--- Text segment Enclosed Below ---

P05 - Tokyo Rooftop Repair Diner
A rainy Tokyo rooftop diner that doubles as a robot repair shop, neon reflections, steam from ramen bowls, umbrellas, tiny servo motors, handwritten order slips, rain beads on chrome, and a skyline full of antennas. Readable signs: a pink neon sign says "MIDNIGHT RAMEN & REPAIRS", a menu board says "SPECIAL: MISO, BATTERY PACK, GREEN TEA", a repair invoice says "UNIT 7B - LEFT HAND RECALIBRATION", a sticker says "NO DRONES AFTER 2 AM", and a paper lantern says "OPEN WHEN IT RAINS". High detail, shallow depth of field, cinematic realism.

--- End of Enclosed Text segment ---
--- Given entries Enclosed Below ---

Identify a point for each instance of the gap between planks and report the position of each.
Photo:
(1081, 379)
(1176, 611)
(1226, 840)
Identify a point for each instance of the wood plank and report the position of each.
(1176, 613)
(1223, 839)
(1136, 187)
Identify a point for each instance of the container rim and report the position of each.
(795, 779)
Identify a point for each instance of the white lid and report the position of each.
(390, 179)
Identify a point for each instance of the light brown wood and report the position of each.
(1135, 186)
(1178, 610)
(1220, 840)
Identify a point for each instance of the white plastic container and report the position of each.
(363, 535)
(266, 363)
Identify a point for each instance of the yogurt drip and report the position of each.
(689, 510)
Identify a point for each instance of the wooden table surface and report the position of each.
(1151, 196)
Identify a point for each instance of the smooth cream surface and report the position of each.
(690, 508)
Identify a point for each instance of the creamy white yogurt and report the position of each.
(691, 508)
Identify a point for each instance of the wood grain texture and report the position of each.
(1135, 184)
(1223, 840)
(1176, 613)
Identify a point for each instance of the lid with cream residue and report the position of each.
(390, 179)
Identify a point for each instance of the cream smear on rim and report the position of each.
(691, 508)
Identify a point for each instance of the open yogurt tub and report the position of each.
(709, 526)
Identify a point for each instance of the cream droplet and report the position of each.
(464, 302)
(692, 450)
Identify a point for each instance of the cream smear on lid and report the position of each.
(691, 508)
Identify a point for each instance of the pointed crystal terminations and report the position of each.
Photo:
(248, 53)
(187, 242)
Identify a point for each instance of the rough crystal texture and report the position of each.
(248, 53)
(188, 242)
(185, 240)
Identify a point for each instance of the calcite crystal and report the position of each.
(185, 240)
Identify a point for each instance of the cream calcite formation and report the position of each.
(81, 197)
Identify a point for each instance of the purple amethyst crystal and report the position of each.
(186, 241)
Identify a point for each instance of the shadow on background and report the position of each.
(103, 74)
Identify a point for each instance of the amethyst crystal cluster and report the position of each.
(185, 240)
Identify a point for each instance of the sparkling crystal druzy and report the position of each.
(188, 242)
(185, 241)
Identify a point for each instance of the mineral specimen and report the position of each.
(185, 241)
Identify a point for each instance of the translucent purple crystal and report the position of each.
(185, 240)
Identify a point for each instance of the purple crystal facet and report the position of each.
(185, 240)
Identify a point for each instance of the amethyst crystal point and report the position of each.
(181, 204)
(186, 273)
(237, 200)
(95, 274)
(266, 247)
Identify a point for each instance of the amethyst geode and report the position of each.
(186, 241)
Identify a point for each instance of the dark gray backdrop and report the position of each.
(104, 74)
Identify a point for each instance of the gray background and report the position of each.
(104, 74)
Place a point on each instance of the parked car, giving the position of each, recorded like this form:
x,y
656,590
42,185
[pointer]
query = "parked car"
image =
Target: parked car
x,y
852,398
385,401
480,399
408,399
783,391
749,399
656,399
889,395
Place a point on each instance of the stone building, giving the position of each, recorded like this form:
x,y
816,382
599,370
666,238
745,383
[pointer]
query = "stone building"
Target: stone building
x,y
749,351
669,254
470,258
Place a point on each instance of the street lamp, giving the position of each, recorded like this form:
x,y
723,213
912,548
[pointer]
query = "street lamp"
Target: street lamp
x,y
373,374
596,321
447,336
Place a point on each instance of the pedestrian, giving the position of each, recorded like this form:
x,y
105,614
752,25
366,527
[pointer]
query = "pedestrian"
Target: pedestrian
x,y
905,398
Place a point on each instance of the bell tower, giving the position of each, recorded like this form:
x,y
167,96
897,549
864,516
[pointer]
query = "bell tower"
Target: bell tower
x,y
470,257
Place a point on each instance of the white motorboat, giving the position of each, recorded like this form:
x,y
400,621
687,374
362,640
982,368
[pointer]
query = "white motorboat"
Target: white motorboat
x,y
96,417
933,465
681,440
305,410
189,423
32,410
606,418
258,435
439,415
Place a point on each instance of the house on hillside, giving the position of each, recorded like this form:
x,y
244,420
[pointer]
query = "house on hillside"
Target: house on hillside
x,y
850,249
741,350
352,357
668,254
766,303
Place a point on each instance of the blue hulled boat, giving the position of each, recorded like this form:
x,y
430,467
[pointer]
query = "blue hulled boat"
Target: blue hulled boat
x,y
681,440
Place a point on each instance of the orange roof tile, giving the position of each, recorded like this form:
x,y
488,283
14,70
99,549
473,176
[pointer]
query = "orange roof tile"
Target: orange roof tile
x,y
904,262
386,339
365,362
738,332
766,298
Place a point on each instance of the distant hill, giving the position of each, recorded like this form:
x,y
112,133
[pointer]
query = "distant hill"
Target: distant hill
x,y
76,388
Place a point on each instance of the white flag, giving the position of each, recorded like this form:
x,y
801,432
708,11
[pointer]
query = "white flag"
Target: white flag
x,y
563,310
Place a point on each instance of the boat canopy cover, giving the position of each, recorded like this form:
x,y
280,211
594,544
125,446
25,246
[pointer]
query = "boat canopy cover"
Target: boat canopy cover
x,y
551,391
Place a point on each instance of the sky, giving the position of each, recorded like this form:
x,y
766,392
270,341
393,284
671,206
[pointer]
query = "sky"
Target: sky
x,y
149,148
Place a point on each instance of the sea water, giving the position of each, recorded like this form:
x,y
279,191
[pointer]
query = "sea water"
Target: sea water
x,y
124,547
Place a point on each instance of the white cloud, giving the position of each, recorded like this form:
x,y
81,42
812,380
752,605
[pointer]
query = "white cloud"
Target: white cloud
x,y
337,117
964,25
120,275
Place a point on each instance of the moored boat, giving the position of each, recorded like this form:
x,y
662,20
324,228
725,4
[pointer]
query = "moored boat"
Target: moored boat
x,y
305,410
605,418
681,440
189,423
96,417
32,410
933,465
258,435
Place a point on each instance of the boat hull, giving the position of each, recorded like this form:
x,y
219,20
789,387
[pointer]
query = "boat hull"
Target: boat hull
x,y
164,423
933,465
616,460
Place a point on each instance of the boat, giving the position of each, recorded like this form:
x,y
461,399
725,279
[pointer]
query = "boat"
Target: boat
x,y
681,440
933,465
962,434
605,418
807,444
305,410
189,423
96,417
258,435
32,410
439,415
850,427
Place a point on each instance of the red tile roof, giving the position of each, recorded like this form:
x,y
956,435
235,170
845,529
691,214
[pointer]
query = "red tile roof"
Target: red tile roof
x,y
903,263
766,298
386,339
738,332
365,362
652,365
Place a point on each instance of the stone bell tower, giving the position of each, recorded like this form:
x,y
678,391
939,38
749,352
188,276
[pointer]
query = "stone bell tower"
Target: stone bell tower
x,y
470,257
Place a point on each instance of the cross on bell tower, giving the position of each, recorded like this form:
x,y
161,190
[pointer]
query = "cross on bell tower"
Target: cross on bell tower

--- End of Enclosed Given entries ---

• **Questions on the material**:
(A) In the Tokyo rooftop diner text, what does the sticker say?
(B) Continue the Tokyo rooftop diner text from its last sentence.

• **Your written answers**:
(A) "NO DRONES AFTER 2 AM"

(B)
P06 - Russian Provincial Print Shop
Старинная провинциальная типография в России, поздний вечер, керосиновые лампы, деревянные кассы со свинцовыми литерами, мокрые афиши на веревках, самовар, иней на окне, реалистичная пыль и следы краски. На большой вывеске должно быть написано: "ТИПОГРАФИЯ УЕЗДНЫХ ВЕСТЕЙ". На длинной афише читаемый текст: "Завтра в городском саду: лекция о кометах, духовой оркестр, чай с баранками, начало ровно в семь часов вечера". На ящике: "ЛИТЕРЫ: А-Я, НЕ РОНЯТЬ". На записке: "Срочно отпечатать до рассвета". Очень детально, без мультяшности.
P07 - Ocean Cartography Bakery
A cozy bakery inside an old ocean cartography office, with croissants shaped like sea monsters, nautical charts dusted with flour, brass compasses, jars of ink, morning light, and a baker drawing coastlines in powdered sugar. Text elements: "TIDAL BREAD & MAPS" on the front sign, "SOURDOUGH CURRENT - 6:30 AM" on a chalkboard, "UNCHARTED PLUM TARTS" on a pastry label, "DO NOT EAT THE COMPASS" on a note, and "NORTH SEA BATCH 12" stamped on a paper bag. Warm, detailed, whimsical but realistic.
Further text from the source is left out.